TEXTE FOURNI:

A l'occasion de la
sortie de son nouvel album 'El sentido del aire', Juan
Carmona s'est produit sur la scène de
l'Européen, à Paris, faisant salle comble. Après son magnifique
concert, Juan nous a accordé l' entretien qui suit:
- Juan, 3 années ont passées avant la sortie de ton nouvel album
'El sentido del aire'.
Qu'est-ce qui a motivé la création de cet
opus?
- Après avoir réalisé 'Orillas', un disque basé sur la
rencontre avec la musique du Maghreb et la 'Sinfonia Flamenca'
qui
est plus une rencontre avec un orchestre classique, j'avais
envie de retourner à ce que je suis, car je n'ai jamais cessé et
je serai toute ma vie un guitariste Flamenco.
Après avoir réalisé ces deux albums, j'avais envie de revenir à
un album Flamenco de guitare. Si j'ai pris le temps de le faire,
c'est parce que je souhaitais revenir à un travail à la hauteur de
'Borboreo'.
Cet album a beaucoup plu dans le milieu du Flamenco et il a
beaucoup marqué. C'était une responsabilité et un poids pour
moi, à l'époque où je vivais à Jerez. J'ai eu besoin de prendre
le temps pour composer mon nouvel album.

LA CONSIGNE:
Recopiez le passage de l'entretien avec Juan Carmona commençant à « Cet album a » et se terminant à « mon nouvel album. », en remplaçant « Jerez » par « Séville ».

DONNÉES ENREGISTRÉES:
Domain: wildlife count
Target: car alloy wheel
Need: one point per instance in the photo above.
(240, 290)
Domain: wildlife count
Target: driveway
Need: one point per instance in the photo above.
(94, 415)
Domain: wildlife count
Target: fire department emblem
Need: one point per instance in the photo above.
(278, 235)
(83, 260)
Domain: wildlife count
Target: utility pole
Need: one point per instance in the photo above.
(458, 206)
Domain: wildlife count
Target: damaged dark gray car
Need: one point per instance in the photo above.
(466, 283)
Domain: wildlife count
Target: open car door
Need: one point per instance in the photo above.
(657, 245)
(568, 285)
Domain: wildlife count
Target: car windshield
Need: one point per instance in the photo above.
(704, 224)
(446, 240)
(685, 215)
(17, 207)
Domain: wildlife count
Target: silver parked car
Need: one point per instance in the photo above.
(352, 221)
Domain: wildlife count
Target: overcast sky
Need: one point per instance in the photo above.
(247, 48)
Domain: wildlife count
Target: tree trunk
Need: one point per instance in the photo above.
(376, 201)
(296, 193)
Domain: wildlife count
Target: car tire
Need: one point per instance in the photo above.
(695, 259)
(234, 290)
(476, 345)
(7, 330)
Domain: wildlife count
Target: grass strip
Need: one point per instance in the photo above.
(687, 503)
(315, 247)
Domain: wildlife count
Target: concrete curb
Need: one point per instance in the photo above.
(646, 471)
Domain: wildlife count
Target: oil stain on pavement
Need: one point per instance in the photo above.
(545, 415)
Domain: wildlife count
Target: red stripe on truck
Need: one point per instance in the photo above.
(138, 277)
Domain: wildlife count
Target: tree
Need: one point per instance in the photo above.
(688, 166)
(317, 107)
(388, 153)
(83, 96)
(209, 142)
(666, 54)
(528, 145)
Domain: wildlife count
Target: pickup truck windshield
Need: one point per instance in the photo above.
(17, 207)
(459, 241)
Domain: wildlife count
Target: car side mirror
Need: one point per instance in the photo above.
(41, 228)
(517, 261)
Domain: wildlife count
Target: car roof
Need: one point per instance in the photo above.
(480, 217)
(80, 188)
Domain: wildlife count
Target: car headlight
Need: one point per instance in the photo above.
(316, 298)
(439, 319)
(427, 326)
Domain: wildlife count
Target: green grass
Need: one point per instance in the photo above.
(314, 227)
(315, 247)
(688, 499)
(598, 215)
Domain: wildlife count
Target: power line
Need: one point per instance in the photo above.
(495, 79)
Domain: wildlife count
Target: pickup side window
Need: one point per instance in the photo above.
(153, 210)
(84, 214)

RÉPONSE:
Cet album a beaucoup plu dans le milieu du Flamenco et il a
beaucoup marqué. C'était une responsabilité et un poids pour
moi, à l'époque où je vivais à Séville. J'ai eu besoin de prendre
le temps pour composer mon nouvel album.